[Coordinate annotation entries]
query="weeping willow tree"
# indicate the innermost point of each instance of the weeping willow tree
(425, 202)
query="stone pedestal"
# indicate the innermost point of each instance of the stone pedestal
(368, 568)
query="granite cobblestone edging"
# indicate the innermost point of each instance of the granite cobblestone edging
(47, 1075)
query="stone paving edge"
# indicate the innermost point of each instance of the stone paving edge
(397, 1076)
...
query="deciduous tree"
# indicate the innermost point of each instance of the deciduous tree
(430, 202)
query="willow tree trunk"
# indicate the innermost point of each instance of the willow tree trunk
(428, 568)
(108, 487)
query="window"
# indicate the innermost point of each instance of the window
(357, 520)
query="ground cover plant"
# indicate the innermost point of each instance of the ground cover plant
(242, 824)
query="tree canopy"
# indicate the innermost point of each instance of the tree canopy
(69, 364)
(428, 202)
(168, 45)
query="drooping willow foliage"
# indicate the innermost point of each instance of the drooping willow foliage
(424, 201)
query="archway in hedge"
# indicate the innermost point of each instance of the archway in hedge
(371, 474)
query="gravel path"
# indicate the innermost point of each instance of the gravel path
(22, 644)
--
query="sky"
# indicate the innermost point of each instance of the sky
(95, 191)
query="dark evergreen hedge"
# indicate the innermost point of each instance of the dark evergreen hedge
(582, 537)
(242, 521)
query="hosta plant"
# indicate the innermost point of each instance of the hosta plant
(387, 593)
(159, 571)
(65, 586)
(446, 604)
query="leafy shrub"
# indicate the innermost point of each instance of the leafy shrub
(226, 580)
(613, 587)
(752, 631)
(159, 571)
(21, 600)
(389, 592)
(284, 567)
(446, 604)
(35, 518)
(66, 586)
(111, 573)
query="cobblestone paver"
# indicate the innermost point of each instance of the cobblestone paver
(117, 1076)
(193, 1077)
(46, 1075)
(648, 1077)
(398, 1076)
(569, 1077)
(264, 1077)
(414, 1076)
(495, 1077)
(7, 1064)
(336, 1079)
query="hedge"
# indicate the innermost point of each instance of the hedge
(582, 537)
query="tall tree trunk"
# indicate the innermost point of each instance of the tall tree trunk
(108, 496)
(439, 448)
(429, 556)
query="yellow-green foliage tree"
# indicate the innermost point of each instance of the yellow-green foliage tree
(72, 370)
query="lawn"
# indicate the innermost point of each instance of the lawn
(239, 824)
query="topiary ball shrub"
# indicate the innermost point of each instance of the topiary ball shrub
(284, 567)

§ PROBLEM TO WORK ON: Collect each line above that contains the string "ground". Case matters.

§ ANSWER TO THE EXERCISE:
query="ground cover plant"
# indicate the innermost point of each instance of the ground cover plant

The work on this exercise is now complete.